━━━ Extract

Monday, April 7, 2008

Dollar Rises Against Yen on Speculation Fed to Limit Rate Cuts

By Kosuke Goto and Stanley White

April 7 (Bloomberg) -- The dollar rose the most in almost a week against the yen and euro on speculation the Federal Reserve will limit interest-rate cuts as inflation accelerates and confidence returns to credit markets.

The currency strengthened against the British pound and the Swiss franc on speculation minutes of the March 18 Fed meeting, due tomorrow, will show increased concern over consumer prices. The euro also fell as European finance ministers said the credit crisis will plague their economies through 2009.

``The minutes could be supportive of the dollar, given the Fed signaled uncertainty over the inflation outlook,'' wrote Ashley Davies, a strategist in Singapore at UBS, the second- largest currency trader. It is ``suggesting that the Fed is reluctant to cut rates further,'' he wrote.

━━━━━━
━━━ Provided data

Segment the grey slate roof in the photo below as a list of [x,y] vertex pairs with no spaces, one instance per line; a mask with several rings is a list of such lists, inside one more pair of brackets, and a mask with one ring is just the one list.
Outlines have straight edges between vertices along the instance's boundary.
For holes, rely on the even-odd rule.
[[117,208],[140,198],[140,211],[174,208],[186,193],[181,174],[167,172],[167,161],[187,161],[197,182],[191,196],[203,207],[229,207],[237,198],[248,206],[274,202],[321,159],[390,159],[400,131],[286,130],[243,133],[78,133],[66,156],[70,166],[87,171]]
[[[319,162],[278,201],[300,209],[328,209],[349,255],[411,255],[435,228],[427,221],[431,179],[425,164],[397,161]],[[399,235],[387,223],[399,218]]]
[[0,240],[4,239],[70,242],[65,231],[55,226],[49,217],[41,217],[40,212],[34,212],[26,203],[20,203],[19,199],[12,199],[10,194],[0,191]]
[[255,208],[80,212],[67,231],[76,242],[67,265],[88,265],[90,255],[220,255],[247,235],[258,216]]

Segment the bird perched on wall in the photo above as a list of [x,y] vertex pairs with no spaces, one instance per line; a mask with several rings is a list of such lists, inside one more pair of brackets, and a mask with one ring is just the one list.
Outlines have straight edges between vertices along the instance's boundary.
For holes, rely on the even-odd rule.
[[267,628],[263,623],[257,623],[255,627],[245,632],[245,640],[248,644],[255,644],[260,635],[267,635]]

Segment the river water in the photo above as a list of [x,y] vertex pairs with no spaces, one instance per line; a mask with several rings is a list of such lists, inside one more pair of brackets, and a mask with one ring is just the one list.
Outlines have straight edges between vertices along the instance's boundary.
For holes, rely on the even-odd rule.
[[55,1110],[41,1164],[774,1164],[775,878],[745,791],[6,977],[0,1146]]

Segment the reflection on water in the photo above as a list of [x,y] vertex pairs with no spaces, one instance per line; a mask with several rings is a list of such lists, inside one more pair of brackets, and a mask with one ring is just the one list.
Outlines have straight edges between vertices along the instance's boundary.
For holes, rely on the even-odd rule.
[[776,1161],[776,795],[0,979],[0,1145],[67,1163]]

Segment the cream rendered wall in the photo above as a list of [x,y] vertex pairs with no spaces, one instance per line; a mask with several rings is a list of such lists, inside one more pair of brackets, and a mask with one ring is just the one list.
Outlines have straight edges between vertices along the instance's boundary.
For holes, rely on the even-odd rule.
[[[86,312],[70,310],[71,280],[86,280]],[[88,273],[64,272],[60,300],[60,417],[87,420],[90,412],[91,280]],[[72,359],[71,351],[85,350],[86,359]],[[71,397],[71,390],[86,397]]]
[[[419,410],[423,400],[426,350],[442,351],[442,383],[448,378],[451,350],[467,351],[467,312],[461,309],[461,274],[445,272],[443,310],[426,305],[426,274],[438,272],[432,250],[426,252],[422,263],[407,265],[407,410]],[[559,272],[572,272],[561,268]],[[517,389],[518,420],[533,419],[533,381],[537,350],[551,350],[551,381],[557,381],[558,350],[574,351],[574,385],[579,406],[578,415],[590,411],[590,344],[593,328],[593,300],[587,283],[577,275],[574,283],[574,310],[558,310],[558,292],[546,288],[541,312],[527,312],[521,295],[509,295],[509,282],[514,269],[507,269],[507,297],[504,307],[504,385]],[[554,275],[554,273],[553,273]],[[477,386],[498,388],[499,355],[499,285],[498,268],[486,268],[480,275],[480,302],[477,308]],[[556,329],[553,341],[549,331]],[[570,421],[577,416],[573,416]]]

━━━━━━

What you will do:
**a)** Reproduce the passage of the dollar article that begins at "The currency strengthened" and ends after "further,'' he wrote.", substituting "sterling" for "British pound".
**b)** Answer the following questions using the dollar article, giving each answer on its own line:
(i) Against which two currencies did the dollar rise the most in almost a week?
(ii) On what date was the Fed meeting whose minutes are due tomorrow?
(iii) In which city is Ashley Davies based, and at which firm?
**c)** Condense the paragraph of the dollar article that opens with "The currency strengthened against" while retaining its main facts.

The responses:
**a)**
The currency strengthened against the sterling and the Swiss franc on speculation minutes of the March 18 Fed meeting, due tomorrow, will show increased concern over consumer prices. The euro also fell as European finance ministers said the credit crisis will plague their economies through 2009.

``The minutes could be supportive of the dollar, given the Fed signaled uncertainty over the inflation outlook,'' wrote Ashley Davies, a strategist in Singapore at UBS, the second- largest currency trader. It is ``suggesting that the Fed is reluctant to cut rates further,'' he wrote.

**b)**
(i) The yen and the euro.
(ii) March 18.
(iii) Singapore, at UBS.

**c)** The dollar gained on the British pound and the Swiss franc amid speculation that minutes of the March 18 Fed meeting, due tomorrow, will show increased concern over consumer prices. The euro also fell after European finance ministers said the credit crisis will plague their economies through 2009.